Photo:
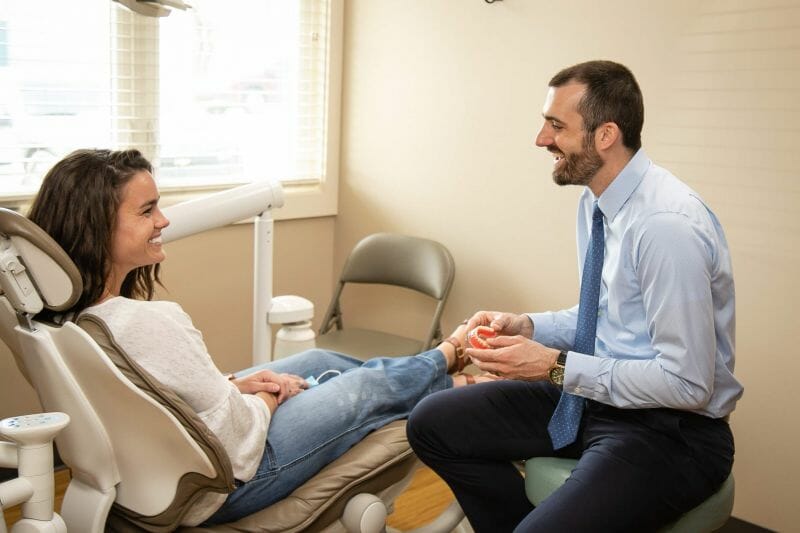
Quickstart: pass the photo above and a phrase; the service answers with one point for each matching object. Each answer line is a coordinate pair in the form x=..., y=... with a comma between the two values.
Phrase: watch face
x=557, y=375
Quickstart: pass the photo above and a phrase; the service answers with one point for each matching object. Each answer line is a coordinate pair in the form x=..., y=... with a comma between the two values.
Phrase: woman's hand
x=283, y=386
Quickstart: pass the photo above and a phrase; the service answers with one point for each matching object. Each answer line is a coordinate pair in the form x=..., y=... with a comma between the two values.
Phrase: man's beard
x=579, y=169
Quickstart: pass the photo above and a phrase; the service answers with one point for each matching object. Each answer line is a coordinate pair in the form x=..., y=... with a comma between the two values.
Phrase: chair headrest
x=35, y=272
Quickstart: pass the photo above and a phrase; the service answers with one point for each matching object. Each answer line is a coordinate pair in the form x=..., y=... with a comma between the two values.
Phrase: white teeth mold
x=477, y=336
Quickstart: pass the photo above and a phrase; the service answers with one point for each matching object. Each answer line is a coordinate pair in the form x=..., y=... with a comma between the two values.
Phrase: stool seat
x=543, y=475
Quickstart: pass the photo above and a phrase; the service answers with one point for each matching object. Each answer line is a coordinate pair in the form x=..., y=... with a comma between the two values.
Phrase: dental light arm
x=226, y=207
x=222, y=208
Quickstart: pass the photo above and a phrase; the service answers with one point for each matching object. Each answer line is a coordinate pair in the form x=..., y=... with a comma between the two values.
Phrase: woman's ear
x=607, y=135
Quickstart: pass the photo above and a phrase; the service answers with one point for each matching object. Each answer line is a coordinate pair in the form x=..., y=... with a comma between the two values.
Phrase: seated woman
x=101, y=206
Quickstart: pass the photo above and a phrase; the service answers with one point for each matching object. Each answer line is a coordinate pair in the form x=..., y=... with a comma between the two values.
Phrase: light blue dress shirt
x=666, y=319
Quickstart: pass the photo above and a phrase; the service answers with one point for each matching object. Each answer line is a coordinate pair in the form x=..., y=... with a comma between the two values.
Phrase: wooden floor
x=425, y=498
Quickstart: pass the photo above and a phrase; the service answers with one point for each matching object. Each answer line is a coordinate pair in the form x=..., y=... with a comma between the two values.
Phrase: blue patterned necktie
x=563, y=426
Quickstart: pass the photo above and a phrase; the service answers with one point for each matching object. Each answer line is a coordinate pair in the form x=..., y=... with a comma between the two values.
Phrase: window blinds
x=223, y=93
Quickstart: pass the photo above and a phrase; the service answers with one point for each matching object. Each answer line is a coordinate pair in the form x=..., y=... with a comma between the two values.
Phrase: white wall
x=442, y=100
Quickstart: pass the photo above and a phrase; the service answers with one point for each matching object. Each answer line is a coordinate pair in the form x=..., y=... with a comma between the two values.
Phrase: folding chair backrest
x=422, y=265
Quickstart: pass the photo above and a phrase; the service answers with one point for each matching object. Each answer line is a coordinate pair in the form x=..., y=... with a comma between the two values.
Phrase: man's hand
x=503, y=323
x=515, y=357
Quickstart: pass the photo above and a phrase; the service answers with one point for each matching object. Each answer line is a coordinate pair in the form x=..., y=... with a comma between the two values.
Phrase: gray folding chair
x=414, y=263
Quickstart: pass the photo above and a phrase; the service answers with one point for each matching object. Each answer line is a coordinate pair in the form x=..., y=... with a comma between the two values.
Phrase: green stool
x=543, y=475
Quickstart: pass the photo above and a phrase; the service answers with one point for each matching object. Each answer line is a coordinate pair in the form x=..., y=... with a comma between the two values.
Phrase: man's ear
x=607, y=135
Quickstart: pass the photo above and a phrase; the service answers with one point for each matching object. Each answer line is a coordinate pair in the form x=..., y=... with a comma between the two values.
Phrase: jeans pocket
x=269, y=464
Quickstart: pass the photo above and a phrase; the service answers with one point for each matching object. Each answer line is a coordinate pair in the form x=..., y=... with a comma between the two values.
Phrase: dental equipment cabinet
x=27, y=444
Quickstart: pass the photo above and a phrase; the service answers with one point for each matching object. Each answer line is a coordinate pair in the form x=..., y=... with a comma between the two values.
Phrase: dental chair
x=421, y=265
x=140, y=458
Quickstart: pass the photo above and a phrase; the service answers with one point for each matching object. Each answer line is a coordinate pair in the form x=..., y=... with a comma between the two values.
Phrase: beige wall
x=442, y=100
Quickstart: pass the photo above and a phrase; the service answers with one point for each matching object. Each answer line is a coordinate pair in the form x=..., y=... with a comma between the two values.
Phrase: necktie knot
x=597, y=214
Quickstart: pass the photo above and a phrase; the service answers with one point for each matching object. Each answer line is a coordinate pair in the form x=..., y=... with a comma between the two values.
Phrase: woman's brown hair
x=77, y=205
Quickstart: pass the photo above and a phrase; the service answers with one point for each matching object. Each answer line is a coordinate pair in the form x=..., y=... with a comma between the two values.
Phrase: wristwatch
x=556, y=373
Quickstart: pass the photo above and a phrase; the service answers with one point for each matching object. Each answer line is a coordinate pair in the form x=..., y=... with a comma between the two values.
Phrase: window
x=220, y=94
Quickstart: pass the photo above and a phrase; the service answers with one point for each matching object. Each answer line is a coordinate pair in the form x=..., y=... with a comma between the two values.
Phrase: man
x=637, y=380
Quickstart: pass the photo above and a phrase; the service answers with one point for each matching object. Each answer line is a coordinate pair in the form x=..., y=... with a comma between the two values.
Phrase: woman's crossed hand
x=283, y=386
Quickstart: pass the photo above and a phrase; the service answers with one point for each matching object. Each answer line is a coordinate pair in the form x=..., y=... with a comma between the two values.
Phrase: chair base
x=543, y=475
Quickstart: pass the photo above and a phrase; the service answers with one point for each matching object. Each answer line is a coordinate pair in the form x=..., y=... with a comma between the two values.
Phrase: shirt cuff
x=584, y=375
x=544, y=326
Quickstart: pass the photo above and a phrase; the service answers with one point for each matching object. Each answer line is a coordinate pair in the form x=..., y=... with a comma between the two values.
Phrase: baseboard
x=737, y=525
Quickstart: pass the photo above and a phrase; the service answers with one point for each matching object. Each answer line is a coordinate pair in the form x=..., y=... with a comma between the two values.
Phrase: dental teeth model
x=477, y=336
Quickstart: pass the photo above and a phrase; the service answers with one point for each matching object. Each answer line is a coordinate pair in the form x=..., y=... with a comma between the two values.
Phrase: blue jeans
x=318, y=425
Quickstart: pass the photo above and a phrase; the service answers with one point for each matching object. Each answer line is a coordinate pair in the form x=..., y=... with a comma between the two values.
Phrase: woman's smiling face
x=137, y=235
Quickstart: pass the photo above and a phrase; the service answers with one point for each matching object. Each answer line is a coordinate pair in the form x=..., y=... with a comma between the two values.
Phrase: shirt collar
x=621, y=188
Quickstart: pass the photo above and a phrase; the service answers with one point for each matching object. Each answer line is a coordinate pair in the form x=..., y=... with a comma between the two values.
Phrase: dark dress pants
x=639, y=469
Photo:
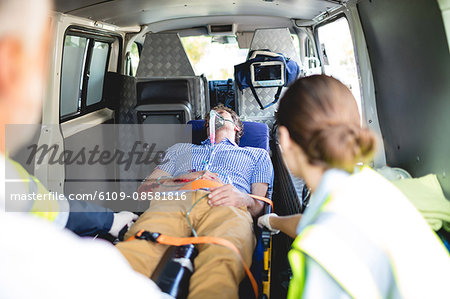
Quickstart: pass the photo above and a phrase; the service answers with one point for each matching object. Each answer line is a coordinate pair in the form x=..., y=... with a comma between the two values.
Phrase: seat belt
x=179, y=241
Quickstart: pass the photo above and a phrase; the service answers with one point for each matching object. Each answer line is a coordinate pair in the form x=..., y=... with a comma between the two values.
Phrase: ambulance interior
x=141, y=62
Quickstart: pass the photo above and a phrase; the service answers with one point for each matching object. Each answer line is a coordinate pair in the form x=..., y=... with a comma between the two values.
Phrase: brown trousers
x=218, y=270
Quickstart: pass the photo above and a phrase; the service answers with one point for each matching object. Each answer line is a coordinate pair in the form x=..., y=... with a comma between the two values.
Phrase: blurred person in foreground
x=38, y=260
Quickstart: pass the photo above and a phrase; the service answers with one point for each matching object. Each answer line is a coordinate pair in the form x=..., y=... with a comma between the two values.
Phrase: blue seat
x=255, y=135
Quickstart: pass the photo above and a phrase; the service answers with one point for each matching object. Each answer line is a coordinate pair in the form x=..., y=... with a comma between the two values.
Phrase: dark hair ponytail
x=322, y=117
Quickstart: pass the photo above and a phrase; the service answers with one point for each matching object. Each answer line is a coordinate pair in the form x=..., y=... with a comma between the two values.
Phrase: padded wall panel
x=411, y=67
x=277, y=40
x=163, y=55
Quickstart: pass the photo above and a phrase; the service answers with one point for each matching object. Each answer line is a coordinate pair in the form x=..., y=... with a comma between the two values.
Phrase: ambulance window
x=338, y=56
x=97, y=71
x=214, y=57
x=72, y=67
x=86, y=58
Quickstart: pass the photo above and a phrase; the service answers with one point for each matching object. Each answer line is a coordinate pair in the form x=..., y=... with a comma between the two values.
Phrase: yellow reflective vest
x=367, y=207
x=36, y=199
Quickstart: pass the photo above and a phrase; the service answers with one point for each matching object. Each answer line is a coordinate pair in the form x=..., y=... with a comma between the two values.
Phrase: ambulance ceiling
x=141, y=12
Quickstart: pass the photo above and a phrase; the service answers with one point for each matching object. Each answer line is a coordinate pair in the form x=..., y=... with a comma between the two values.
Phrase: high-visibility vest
x=415, y=276
x=50, y=208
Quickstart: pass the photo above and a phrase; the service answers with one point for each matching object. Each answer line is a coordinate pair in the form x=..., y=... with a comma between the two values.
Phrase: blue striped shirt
x=239, y=166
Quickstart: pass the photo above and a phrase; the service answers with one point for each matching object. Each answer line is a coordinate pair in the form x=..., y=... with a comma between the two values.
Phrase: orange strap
x=205, y=183
x=261, y=198
x=177, y=241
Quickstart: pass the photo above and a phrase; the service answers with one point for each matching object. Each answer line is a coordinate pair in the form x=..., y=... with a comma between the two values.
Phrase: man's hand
x=121, y=220
x=228, y=195
x=264, y=221
x=205, y=175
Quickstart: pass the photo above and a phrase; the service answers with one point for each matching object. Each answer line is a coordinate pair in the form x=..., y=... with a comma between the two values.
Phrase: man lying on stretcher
x=226, y=211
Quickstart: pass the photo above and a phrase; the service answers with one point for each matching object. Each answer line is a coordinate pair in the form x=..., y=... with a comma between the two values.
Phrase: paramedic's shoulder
x=54, y=259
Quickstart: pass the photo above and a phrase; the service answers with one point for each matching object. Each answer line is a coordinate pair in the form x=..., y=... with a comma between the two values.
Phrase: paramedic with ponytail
x=359, y=237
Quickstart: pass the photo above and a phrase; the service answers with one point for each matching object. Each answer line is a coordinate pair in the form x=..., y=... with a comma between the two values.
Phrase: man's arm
x=228, y=195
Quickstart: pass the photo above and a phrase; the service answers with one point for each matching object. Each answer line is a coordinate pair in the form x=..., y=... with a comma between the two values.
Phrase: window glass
x=72, y=68
x=214, y=56
x=338, y=55
x=97, y=73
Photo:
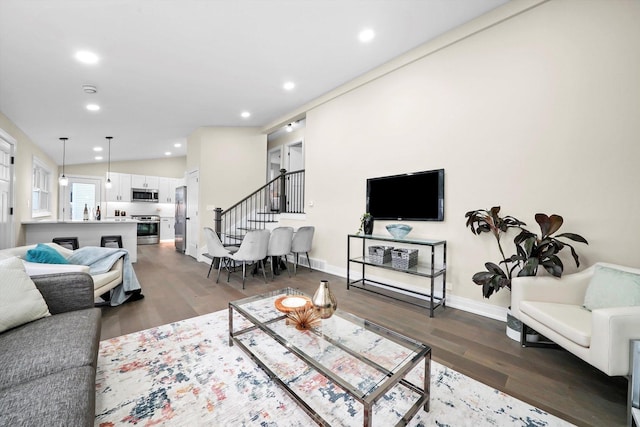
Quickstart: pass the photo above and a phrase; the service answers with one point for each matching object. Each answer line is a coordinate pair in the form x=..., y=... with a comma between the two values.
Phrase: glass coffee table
x=344, y=371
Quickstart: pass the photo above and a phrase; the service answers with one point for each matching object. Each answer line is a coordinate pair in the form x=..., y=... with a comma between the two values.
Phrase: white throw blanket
x=100, y=260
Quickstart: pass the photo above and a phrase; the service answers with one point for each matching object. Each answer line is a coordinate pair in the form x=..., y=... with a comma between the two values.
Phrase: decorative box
x=380, y=254
x=404, y=258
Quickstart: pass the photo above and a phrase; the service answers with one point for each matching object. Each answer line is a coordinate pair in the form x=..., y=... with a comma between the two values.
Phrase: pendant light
x=63, y=180
x=108, y=183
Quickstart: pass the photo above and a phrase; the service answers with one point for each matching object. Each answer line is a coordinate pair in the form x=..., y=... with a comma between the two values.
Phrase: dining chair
x=253, y=250
x=215, y=250
x=279, y=246
x=301, y=243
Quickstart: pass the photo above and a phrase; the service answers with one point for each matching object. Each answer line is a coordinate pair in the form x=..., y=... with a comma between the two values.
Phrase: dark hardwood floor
x=176, y=288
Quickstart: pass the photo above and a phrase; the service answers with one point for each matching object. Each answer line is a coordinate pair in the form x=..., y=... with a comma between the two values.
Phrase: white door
x=274, y=163
x=193, y=225
x=6, y=193
x=295, y=157
x=295, y=183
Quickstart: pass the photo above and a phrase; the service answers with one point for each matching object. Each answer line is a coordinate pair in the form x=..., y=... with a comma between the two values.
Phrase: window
x=41, y=193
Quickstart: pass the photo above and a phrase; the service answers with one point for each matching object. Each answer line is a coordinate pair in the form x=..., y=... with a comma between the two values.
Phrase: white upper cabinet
x=120, y=190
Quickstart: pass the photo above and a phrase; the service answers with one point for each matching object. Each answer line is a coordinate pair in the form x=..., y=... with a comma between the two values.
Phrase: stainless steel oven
x=148, y=229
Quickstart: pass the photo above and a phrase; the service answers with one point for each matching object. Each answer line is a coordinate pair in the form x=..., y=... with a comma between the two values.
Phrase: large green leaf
x=548, y=224
x=574, y=237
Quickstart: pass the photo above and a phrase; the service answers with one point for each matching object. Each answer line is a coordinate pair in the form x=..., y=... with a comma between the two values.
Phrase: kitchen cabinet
x=120, y=190
x=142, y=181
x=167, y=231
x=167, y=189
────────────────────────────────────────
▶ [Task details] Express the items, from the start of the items through the line that contains "x=557, y=375", as a two-column CSV with the headers item_text and response. Give one row per item, with each value in a single quoted field and line breaks replaced by spaces, and omit the pictures.

▶ [Result of the exercise]
item_text,response
"Photo: Quickstart: pass the photo above and a phrase; the service answers with one point for each matching object. Each answer line is a coordinate pair in the form x=..., y=... with a comma between the two values. Phrase: watch face","x=557, y=375"